*Goal of the exercise*
Present the stretch of the material below, from the line containing "occurrence of forearm" through the line containing "(66, 66), (97, 74)", as a numbered list. Include both of those lines and leave out any blank lines.

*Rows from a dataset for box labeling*
BEGIN

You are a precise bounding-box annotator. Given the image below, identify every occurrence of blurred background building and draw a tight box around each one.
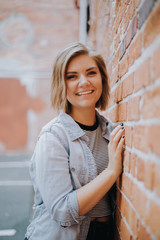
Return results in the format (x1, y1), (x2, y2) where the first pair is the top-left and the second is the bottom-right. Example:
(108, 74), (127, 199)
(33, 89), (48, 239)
(0, 0), (160, 240)
(0, 0), (79, 153)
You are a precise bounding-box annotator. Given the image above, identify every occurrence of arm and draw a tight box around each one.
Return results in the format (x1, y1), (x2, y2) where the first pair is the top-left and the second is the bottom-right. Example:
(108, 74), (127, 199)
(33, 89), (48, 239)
(77, 126), (124, 215)
(35, 130), (84, 226)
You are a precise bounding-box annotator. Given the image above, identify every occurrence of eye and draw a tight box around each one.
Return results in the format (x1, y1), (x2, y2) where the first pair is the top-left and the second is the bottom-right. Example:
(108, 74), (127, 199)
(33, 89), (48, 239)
(88, 71), (97, 76)
(66, 75), (76, 80)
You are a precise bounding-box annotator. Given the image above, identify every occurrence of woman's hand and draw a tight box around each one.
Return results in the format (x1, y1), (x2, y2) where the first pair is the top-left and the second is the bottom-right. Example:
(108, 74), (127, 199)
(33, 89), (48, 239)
(107, 124), (124, 178)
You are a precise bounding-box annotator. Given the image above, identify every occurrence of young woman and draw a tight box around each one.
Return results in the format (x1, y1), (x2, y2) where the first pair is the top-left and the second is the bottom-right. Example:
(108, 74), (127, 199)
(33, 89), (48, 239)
(26, 43), (124, 240)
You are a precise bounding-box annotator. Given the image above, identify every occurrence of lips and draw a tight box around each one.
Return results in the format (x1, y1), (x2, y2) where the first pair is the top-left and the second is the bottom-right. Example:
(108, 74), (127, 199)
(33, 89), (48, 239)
(76, 90), (94, 96)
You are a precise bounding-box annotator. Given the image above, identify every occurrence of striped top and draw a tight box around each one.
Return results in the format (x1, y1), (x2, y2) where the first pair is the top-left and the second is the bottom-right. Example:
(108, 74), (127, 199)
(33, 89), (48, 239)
(78, 122), (112, 217)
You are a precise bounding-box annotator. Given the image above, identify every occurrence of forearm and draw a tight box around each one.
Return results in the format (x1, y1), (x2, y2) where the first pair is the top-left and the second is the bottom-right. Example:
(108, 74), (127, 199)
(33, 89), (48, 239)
(77, 169), (118, 216)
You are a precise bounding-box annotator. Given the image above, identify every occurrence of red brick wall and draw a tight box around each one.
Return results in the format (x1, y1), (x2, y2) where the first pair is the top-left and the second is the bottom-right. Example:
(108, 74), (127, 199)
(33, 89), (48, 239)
(0, 0), (79, 153)
(89, 0), (160, 240)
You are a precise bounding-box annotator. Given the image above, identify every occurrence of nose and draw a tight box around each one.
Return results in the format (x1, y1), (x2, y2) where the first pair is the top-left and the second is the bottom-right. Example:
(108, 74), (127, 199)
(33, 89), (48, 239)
(79, 74), (89, 86)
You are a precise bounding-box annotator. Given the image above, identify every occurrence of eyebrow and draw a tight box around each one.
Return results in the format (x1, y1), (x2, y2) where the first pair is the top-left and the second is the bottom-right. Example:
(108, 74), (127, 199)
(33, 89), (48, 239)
(66, 66), (97, 74)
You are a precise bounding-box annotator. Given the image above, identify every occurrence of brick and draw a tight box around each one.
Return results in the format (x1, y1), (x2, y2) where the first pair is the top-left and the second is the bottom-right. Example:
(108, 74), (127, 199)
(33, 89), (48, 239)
(131, 183), (148, 222)
(123, 0), (135, 33)
(125, 207), (138, 239)
(144, 3), (160, 48)
(115, 227), (121, 240)
(128, 96), (141, 121)
(118, 102), (127, 122)
(117, 190), (126, 216)
(138, 0), (154, 29)
(115, 205), (122, 229)
(120, 220), (132, 240)
(114, 33), (121, 50)
(114, 83), (122, 103)
(119, 173), (133, 201)
(123, 150), (131, 173)
(144, 161), (155, 190)
(153, 47), (160, 80)
(129, 33), (142, 66)
(146, 201), (160, 239)
(137, 223), (153, 240)
(133, 125), (149, 153)
(153, 164), (160, 198)
(122, 73), (134, 98)
(135, 0), (141, 8)
(119, 53), (129, 78)
(130, 153), (137, 177)
(112, 50), (119, 68)
(110, 66), (119, 88)
(136, 156), (145, 181)
(119, 39), (126, 60)
(134, 59), (151, 92)
(0, 78), (44, 150)
(142, 87), (160, 119)
(147, 125), (160, 156)
(124, 16), (137, 49)
(125, 126), (133, 148)
(105, 105), (118, 122)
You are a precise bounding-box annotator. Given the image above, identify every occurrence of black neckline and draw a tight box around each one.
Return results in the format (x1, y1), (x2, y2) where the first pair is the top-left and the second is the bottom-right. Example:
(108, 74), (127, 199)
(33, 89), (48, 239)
(76, 117), (99, 131)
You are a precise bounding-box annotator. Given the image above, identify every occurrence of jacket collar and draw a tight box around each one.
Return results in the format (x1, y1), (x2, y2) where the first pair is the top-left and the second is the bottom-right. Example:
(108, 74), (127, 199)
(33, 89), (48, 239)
(59, 111), (111, 141)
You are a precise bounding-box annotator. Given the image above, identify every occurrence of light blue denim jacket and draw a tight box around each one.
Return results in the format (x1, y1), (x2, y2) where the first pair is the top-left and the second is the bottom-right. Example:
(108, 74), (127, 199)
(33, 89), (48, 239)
(26, 112), (113, 240)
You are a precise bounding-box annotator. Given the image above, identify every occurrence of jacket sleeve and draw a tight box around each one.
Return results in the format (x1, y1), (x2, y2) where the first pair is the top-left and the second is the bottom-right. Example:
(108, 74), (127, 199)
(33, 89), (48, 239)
(35, 132), (85, 227)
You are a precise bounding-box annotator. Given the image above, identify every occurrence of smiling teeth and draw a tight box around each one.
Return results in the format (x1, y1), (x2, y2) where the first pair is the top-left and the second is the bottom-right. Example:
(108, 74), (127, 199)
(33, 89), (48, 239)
(77, 91), (93, 96)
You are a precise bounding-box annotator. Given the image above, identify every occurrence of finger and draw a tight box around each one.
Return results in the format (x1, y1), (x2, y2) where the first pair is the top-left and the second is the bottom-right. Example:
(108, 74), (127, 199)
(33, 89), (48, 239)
(117, 135), (125, 154)
(110, 125), (122, 139)
(113, 127), (124, 148)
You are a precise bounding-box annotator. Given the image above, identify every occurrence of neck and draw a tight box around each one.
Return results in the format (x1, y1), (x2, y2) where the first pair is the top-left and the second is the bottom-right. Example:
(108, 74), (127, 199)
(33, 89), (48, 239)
(70, 108), (96, 126)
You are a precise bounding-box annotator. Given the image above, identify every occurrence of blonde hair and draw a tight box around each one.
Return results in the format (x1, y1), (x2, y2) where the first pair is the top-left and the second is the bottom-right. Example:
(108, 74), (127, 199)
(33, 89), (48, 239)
(51, 43), (110, 113)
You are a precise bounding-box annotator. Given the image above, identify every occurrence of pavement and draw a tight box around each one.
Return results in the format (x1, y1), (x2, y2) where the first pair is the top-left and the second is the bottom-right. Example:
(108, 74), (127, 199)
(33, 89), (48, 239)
(0, 153), (33, 240)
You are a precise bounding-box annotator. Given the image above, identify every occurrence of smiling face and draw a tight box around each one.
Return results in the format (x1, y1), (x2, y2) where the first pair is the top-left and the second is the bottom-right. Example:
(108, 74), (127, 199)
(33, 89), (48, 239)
(65, 55), (102, 112)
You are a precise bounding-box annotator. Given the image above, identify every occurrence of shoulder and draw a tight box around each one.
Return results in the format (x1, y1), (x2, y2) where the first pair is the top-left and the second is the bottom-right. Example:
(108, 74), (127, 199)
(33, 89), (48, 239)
(97, 113), (114, 134)
(38, 115), (67, 142)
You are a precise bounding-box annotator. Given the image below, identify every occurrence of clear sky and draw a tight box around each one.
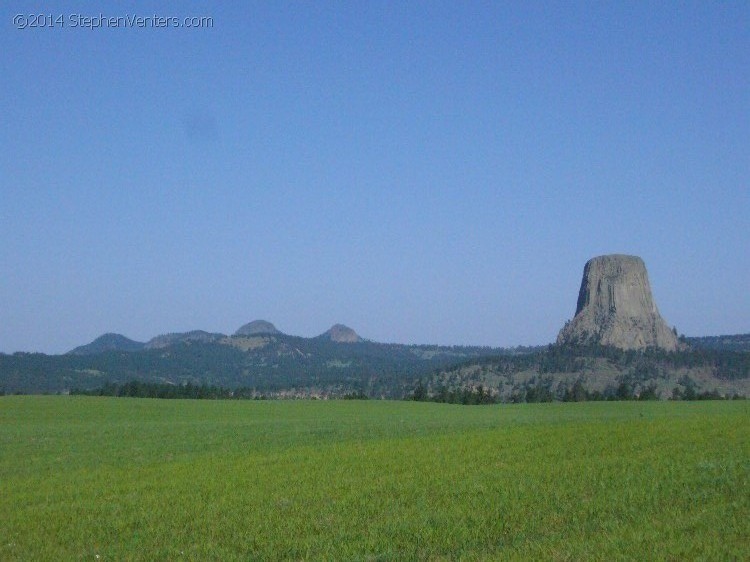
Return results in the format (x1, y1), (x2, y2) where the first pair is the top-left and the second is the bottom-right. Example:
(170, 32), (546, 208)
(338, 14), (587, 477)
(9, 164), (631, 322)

END

*Full output*
1. You are a precise bounding-box annotator. Given the image above, identify every occurrence of forearm and draw a tight box around each one.
2. Return results in the format (x1, y1), (x2, y2) where the first pair is the top-left and the second is the bottom-right. Example:
3. (108, 74), (127, 199)
4. (33, 89), (48, 239)
5. (77, 169), (118, 216)
6. You are a precise bounding-box annotator. Given the image above, identify every occurrence of red brick wall and draw a tight box around each one.
7. Return results in the format (x1, y1), (x2, y2) where the first pair is the top-left and the second is the bottom-right. Example:
8. (108, 74), (127, 199)
9. (33, 89), (48, 239)
10. (0, 0), (79, 153)
11. (89, 0), (160, 240)
12. You are a precise bounding-box annotator. Given the image above, identify every occurrence of nose and draw a tight box around each one.
13. Return results in the format (x1, y1), (x2, y2) where the first pair is the top-left and the second is the bottom-right. Example:
14. (108, 74), (127, 199)
15. (33, 89), (48, 239)
16. (79, 74), (89, 86)
17. You are a precise bounding-box annotator. Given the image above, identify every occurrence of eyebrow and draw a tight box around each one.
18. Return results in the format (x1, y1), (x2, y2) where the first pair is the top-left and the second is the bottom-right. Example:
19. (108, 74), (127, 199)
20. (33, 89), (48, 239)
21. (66, 66), (97, 74)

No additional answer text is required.